* [WHAT YOU ARE ASKED TO DO] Locate every line in the data below that contains the string "reindeer" and copy each of those lines in full. Case counts.

Data listing:
· · · ·
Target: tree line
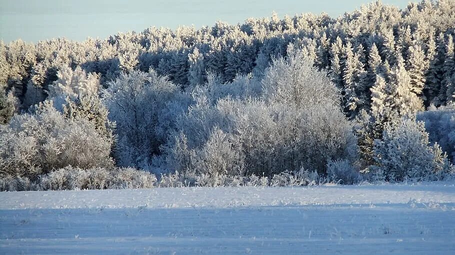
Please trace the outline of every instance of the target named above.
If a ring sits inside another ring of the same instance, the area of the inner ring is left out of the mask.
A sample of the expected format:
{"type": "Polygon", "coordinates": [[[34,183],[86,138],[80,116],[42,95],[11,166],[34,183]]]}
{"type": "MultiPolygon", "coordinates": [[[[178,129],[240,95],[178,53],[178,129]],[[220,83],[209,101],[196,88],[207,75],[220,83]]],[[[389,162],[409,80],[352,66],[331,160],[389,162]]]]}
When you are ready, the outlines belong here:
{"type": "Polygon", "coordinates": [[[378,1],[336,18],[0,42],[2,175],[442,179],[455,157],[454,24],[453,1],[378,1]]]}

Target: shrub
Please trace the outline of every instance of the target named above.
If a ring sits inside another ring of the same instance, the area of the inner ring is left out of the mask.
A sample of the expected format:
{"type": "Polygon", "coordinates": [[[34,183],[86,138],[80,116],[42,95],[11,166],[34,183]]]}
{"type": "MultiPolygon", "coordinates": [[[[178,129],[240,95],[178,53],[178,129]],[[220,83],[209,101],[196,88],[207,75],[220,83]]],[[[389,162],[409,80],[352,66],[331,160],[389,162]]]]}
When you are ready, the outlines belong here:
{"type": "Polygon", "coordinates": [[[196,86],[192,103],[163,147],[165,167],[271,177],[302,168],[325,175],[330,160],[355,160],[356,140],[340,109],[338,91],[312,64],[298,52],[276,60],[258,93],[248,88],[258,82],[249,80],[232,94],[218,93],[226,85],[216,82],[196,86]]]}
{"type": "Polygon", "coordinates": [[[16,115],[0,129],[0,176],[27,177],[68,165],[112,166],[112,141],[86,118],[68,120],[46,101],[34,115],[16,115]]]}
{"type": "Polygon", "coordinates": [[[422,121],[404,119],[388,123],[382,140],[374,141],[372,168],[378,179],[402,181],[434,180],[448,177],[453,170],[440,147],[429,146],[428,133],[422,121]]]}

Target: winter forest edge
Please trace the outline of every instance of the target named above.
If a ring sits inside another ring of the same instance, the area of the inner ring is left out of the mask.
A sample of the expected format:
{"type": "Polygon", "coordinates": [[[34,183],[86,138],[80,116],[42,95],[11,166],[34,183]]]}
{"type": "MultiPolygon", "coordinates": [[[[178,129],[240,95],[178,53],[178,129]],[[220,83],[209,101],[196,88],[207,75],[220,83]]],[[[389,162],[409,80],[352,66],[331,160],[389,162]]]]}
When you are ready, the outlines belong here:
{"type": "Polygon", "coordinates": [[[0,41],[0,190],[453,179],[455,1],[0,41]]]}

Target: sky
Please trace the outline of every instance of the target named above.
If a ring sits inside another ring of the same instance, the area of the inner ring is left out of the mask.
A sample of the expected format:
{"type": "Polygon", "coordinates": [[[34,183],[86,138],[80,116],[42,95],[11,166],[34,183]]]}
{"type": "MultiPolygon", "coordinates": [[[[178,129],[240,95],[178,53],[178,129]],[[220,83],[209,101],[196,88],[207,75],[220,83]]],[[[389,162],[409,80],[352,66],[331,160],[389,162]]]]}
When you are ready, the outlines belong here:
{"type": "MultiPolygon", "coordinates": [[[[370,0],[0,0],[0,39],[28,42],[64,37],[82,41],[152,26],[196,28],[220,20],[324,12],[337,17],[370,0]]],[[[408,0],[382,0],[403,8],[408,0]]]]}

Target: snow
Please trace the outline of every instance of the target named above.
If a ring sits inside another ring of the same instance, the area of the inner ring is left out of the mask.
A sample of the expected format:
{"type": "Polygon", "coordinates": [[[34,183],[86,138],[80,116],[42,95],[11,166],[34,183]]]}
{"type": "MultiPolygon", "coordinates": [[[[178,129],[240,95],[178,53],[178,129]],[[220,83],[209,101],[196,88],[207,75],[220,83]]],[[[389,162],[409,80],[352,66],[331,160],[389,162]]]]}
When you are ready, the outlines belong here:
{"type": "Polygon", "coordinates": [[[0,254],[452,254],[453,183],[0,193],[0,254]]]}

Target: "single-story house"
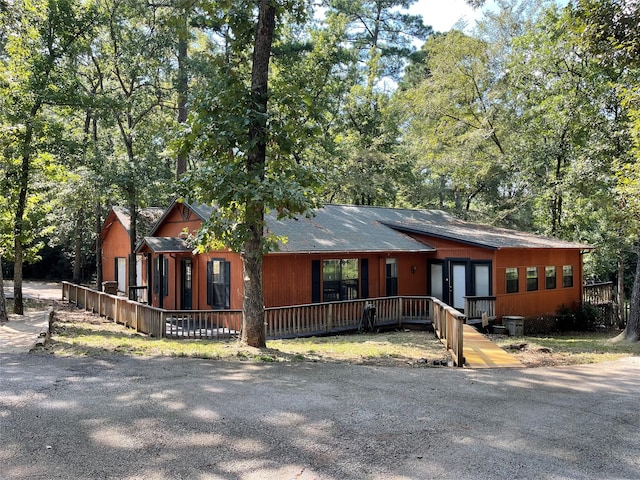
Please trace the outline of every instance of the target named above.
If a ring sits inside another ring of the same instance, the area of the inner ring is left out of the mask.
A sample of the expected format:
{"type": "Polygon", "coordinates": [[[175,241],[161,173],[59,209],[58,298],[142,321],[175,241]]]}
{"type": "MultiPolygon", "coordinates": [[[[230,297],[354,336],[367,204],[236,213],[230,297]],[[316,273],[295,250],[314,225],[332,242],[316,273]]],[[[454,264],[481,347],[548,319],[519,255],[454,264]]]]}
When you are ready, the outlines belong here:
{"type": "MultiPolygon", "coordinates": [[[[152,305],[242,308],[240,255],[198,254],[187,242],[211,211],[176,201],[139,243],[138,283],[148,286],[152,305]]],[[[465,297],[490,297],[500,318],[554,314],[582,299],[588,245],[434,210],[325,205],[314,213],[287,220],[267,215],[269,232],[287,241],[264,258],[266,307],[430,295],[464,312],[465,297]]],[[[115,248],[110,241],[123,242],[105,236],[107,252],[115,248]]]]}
· · · ·
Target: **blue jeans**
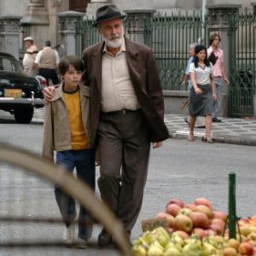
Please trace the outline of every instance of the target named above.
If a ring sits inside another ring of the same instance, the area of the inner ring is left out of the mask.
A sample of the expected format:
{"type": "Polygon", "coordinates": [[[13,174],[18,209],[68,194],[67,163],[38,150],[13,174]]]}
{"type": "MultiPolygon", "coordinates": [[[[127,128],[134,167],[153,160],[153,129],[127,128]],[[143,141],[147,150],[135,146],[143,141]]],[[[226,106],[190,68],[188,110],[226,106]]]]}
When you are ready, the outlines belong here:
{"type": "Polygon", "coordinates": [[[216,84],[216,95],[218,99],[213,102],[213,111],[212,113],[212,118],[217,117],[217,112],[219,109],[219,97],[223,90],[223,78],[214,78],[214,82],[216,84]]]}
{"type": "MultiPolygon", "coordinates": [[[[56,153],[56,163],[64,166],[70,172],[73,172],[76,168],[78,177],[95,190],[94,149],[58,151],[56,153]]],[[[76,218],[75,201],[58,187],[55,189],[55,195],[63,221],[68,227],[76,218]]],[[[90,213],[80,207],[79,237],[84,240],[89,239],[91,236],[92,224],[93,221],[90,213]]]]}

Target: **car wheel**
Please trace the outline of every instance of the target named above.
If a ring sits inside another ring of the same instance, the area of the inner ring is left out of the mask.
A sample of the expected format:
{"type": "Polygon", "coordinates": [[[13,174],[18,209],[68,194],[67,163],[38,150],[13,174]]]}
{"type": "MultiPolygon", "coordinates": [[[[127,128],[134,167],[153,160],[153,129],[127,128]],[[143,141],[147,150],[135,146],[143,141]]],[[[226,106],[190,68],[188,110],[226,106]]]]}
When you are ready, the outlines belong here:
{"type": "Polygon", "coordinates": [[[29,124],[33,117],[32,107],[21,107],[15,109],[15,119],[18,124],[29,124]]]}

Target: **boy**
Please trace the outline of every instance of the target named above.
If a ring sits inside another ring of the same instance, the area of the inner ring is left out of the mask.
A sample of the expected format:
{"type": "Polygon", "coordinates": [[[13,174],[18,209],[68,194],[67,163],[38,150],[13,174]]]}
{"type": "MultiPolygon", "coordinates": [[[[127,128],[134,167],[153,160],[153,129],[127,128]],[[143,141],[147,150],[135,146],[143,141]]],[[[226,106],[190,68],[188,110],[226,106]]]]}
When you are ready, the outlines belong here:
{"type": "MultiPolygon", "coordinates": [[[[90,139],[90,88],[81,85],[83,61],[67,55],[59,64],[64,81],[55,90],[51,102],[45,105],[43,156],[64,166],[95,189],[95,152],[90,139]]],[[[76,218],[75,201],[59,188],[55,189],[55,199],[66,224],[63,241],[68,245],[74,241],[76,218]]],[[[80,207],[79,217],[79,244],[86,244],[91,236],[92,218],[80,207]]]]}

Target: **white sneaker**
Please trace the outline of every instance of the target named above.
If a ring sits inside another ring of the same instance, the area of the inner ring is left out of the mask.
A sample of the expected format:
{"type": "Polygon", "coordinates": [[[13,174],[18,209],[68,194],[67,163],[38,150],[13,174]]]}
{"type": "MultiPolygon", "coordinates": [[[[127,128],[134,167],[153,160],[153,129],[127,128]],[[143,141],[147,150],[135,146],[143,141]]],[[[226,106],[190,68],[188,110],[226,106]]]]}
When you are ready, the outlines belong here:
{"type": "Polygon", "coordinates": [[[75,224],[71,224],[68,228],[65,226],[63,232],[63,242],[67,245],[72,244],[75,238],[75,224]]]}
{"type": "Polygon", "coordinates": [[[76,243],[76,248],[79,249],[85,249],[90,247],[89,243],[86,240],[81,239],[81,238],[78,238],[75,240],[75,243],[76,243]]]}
· · · ·
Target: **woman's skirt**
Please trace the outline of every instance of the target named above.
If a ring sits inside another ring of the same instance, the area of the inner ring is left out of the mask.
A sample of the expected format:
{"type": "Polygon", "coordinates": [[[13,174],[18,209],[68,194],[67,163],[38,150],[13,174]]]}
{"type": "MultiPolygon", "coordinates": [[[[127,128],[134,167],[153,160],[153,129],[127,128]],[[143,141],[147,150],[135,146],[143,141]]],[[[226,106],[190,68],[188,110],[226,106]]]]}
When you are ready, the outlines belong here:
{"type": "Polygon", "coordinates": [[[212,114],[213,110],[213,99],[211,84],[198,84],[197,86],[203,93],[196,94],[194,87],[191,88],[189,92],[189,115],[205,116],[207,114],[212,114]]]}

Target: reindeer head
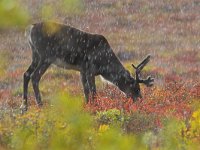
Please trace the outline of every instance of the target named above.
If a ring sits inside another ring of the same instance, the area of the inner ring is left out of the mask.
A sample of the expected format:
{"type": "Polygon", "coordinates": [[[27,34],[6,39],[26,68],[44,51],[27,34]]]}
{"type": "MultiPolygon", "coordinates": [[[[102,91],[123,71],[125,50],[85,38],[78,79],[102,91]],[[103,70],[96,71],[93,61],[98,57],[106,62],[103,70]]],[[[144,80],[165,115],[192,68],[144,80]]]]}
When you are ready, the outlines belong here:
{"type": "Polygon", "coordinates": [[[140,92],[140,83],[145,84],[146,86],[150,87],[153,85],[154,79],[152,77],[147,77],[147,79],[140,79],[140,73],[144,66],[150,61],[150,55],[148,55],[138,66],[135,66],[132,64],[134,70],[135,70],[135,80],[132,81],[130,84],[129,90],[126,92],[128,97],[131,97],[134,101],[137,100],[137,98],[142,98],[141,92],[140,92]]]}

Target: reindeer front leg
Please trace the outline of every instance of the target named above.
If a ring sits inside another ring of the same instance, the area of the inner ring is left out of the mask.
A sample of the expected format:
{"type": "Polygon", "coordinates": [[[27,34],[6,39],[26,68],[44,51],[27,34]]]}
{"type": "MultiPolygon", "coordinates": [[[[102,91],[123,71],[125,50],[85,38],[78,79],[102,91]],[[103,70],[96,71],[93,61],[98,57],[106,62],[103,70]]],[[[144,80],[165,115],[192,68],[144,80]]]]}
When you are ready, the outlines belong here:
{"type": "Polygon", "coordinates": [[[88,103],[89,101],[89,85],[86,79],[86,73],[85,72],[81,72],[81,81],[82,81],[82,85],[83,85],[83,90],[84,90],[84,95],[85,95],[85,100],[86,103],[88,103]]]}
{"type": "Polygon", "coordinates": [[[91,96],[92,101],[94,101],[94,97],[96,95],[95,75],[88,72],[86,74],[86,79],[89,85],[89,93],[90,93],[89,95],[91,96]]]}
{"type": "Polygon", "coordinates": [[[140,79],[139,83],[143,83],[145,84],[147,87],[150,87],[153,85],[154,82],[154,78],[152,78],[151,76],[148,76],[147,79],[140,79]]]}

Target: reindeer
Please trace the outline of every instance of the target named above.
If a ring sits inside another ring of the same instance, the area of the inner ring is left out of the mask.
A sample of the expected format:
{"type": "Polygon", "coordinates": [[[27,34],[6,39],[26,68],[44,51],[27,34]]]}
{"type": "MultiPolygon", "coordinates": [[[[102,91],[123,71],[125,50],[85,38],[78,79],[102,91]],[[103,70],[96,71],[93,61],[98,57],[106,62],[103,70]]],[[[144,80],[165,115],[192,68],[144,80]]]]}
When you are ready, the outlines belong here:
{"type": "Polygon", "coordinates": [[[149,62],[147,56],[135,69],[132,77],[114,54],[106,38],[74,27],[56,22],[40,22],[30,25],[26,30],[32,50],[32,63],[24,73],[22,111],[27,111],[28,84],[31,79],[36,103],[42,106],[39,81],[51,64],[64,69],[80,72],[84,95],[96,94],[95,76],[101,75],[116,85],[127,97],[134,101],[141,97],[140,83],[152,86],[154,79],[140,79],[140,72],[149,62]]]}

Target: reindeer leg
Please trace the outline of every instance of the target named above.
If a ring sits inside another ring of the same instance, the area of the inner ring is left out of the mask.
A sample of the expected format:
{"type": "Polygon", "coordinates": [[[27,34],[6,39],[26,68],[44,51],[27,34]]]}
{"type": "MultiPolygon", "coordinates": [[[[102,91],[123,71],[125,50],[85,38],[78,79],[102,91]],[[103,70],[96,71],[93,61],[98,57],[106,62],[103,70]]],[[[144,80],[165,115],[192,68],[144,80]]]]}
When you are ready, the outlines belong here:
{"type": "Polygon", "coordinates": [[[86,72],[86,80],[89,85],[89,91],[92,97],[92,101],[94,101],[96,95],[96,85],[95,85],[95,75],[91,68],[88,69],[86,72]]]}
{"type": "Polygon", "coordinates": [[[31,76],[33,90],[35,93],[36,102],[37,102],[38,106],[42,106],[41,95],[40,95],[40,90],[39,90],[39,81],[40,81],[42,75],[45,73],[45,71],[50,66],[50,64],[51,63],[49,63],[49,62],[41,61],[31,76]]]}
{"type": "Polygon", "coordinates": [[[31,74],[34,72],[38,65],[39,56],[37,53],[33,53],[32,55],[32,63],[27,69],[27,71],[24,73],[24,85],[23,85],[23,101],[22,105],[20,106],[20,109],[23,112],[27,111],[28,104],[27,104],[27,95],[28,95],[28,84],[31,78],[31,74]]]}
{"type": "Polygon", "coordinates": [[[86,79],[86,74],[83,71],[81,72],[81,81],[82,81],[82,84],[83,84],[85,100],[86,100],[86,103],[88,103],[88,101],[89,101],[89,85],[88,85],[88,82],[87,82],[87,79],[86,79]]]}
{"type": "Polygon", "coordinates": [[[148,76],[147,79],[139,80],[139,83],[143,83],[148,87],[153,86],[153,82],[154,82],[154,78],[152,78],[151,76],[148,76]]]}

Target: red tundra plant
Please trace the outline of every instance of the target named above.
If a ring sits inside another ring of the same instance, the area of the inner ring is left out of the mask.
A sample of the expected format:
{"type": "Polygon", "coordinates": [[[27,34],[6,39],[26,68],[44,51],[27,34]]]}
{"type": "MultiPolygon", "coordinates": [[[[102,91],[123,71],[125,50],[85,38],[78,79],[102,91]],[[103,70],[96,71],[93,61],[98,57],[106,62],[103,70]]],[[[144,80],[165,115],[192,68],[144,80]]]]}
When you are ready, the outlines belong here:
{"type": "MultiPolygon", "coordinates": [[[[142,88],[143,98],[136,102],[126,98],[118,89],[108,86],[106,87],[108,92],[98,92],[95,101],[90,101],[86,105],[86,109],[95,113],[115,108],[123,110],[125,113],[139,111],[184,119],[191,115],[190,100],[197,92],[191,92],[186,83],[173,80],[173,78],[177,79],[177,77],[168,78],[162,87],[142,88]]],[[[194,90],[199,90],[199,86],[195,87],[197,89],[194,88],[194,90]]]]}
· · · ·
* [ANSWER TO THE PROBLEM]
Target: reindeer head
Target: reindeer front leg
Target: reindeer
Target: reindeer leg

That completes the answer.